### Extracted information
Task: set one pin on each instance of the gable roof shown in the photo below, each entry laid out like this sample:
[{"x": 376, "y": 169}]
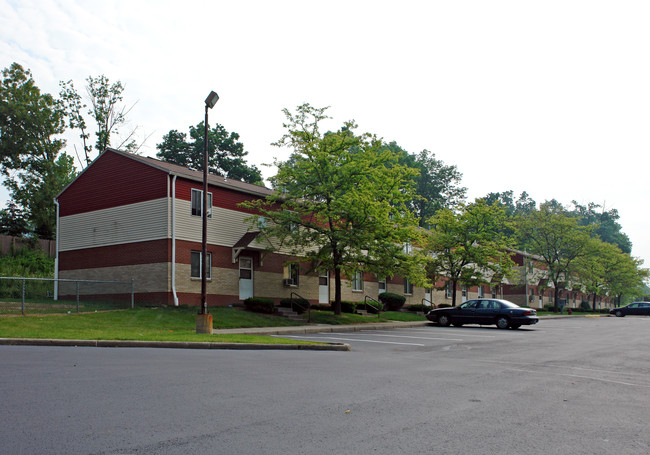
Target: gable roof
[{"x": 180, "y": 171}]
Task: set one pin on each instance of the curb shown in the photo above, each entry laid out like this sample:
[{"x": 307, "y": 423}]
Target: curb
[
  {"x": 317, "y": 328},
  {"x": 171, "y": 344}
]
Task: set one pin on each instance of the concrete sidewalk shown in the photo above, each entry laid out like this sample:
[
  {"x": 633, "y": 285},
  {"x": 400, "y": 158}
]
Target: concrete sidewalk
[{"x": 265, "y": 331}]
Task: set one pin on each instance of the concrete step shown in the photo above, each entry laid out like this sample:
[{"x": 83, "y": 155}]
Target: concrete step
[{"x": 290, "y": 314}]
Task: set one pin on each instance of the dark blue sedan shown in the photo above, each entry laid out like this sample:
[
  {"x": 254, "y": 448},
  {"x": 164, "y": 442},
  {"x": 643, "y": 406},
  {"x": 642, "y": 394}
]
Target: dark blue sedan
[{"x": 501, "y": 313}]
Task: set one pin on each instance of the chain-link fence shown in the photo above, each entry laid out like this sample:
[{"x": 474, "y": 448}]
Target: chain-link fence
[{"x": 47, "y": 295}]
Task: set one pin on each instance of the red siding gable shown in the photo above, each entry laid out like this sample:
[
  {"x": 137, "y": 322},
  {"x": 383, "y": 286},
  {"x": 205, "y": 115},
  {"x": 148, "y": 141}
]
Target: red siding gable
[
  {"x": 221, "y": 197},
  {"x": 113, "y": 180}
]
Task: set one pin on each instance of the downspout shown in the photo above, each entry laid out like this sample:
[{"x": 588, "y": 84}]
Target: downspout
[
  {"x": 56, "y": 257},
  {"x": 174, "y": 241}
]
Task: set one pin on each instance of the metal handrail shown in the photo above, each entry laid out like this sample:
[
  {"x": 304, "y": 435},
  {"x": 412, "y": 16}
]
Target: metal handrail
[
  {"x": 433, "y": 305},
  {"x": 366, "y": 305},
  {"x": 308, "y": 309}
]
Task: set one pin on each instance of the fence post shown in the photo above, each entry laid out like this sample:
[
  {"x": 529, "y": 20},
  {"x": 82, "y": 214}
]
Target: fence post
[{"x": 23, "y": 299}]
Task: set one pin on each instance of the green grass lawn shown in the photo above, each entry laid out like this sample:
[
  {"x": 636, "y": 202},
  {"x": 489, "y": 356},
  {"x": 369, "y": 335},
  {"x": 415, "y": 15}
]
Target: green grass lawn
[{"x": 168, "y": 324}]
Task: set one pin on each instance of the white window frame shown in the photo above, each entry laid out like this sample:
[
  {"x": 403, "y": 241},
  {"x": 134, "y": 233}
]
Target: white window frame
[
  {"x": 292, "y": 274},
  {"x": 199, "y": 254},
  {"x": 382, "y": 285},
  {"x": 357, "y": 281},
  {"x": 408, "y": 287},
  {"x": 197, "y": 211}
]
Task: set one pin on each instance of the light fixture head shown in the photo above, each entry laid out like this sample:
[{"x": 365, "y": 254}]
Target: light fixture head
[{"x": 212, "y": 99}]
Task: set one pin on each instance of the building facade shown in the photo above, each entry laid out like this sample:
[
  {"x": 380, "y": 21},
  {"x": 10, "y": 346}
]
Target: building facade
[{"x": 128, "y": 217}]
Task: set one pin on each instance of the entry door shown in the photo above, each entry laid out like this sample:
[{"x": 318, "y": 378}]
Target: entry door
[
  {"x": 245, "y": 278},
  {"x": 324, "y": 288},
  {"x": 427, "y": 296}
]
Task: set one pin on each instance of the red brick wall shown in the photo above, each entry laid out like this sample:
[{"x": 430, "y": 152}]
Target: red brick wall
[
  {"x": 111, "y": 181},
  {"x": 151, "y": 252}
]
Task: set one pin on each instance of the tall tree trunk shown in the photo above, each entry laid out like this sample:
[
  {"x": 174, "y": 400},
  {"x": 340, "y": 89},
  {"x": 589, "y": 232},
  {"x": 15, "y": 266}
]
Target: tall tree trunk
[
  {"x": 337, "y": 290},
  {"x": 453, "y": 292},
  {"x": 556, "y": 297}
]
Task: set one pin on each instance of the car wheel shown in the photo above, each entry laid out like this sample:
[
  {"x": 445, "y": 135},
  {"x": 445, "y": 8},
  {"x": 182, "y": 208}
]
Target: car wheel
[{"x": 502, "y": 322}]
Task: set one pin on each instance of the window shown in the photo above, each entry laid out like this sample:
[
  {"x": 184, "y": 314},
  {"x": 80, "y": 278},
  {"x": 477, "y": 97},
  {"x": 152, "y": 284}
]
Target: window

### Given problem
Repeat the material above in full and unchanged, minus its images.

### Output below
Task: set one pin on each instance of the gable roof shown in the photo below, each entry laid out like this sample:
[{"x": 376, "y": 169}]
Target: gable roof
[{"x": 180, "y": 171}]
Task: set one pin on each instance of the curb shown in the photo above, each entry laid out like this sample:
[{"x": 307, "y": 423}]
Target: curb
[
  {"x": 317, "y": 328},
  {"x": 171, "y": 344}
]
Task: set one pin on each instance of the concrete sidewalk shown in the photo above, each entry laid out like this sample:
[
  {"x": 633, "y": 285},
  {"x": 400, "y": 158}
]
Target: concrete sidewalk
[{"x": 265, "y": 331}]
Task: set one pin on each instance of the concrete step shown in the photo above, each entry laid out like this sample:
[{"x": 83, "y": 155}]
Target: concrete step
[{"x": 290, "y": 314}]
Task: set one pin on each instance of the dark blue sedan shown in the photo above, each entry laid out like this sample:
[
  {"x": 254, "y": 448},
  {"x": 164, "y": 442},
  {"x": 643, "y": 406},
  {"x": 642, "y": 394}
]
Target: dark blue sedan
[{"x": 501, "y": 313}]
Task: set one pin on each instance of the chain-link fence shown in the photo above, each entry laid out like this sample:
[{"x": 474, "y": 448}]
Target: chain-link fence
[{"x": 47, "y": 295}]
Task: set one pin on each instance of the red siding gable shown in the photo above, each entry laid out like this sample:
[
  {"x": 137, "y": 322},
  {"x": 383, "y": 286},
  {"x": 205, "y": 115},
  {"x": 148, "y": 141}
]
Target: red siding gable
[
  {"x": 221, "y": 197},
  {"x": 113, "y": 180}
]
Task: set one pin on each instance of the downspout shown in the photo above, each entry laid out like this sample:
[{"x": 588, "y": 84}]
Target: downspout
[
  {"x": 56, "y": 257},
  {"x": 174, "y": 241}
]
Task: set one pin on each instance of the metal handrail shown in the photo above, each entry laid out like this sample:
[
  {"x": 304, "y": 435},
  {"x": 412, "y": 16}
]
Target: metal handrail
[
  {"x": 433, "y": 305},
  {"x": 366, "y": 305},
  {"x": 308, "y": 309}
]
Task: set one pin on each instance of the fence post shown in the photo above, each entry laid out like this sample:
[
  {"x": 529, "y": 20},
  {"x": 82, "y": 214}
]
Target: fence post
[{"x": 23, "y": 299}]
Task: set one pin on each instance of the green grass lawn shown in the photo above, each entry laid out like this sample:
[
  {"x": 636, "y": 202},
  {"x": 489, "y": 356},
  {"x": 369, "y": 335},
  {"x": 415, "y": 15}
]
Target: green grass lawn
[{"x": 168, "y": 324}]
Task: set one pin on each instance of the white window frame shown in the photo above, each entry laid out like this sample:
[
  {"x": 403, "y": 241},
  {"x": 134, "y": 233}
]
Target: white window frame
[
  {"x": 292, "y": 274},
  {"x": 199, "y": 254},
  {"x": 382, "y": 285},
  {"x": 357, "y": 281},
  {"x": 408, "y": 287},
  {"x": 197, "y": 211}
]
Task: set one pin on each instance of the light fixture head shown in the photo above, each entry laid out like this sample:
[{"x": 365, "y": 254}]
Target: light fixture head
[{"x": 212, "y": 99}]
Task: set one pin on each instance of the building facade shown in the photo above, each entry laid out like this sample:
[
  {"x": 380, "y": 21},
  {"x": 10, "y": 346}
]
Target: building facade
[{"x": 128, "y": 217}]
Task: set one pin on each instance of the entry door shown in the photo above, each entry laid out like this sample:
[{"x": 318, "y": 378}]
Target: entry door
[
  {"x": 245, "y": 278},
  {"x": 324, "y": 288},
  {"x": 427, "y": 296}
]
Task: set one pin on each instance of the red brick wall shown in the photo above, each entry laid out like this sample:
[{"x": 430, "y": 152}]
Target: red brick wall
[
  {"x": 111, "y": 181},
  {"x": 151, "y": 252}
]
Task: set one pin on each instance of the tall tree trunk shown in the photo above, each entry laid out like this sample:
[
  {"x": 174, "y": 400},
  {"x": 340, "y": 89},
  {"x": 589, "y": 232},
  {"x": 15, "y": 266}
]
Target: tall tree trunk
[
  {"x": 337, "y": 290},
  {"x": 453, "y": 292},
  {"x": 556, "y": 297}
]
Task: set one pin on each instance of the car wheel shown in the photo above, each entry laid out like this sample:
[
  {"x": 445, "y": 135},
  {"x": 445, "y": 8},
  {"x": 182, "y": 208}
]
Target: car wheel
[{"x": 502, "y": 322}]
Task: set one pin on each instance of the window shown in the photo above, each entry laid out like this sample:
[
  {"x": 184, "y": 314},
  {"x": 80, "y": 278},
  {"x": 477, "y": 97},
  {"x": 152, "y": 284}
]
Target: window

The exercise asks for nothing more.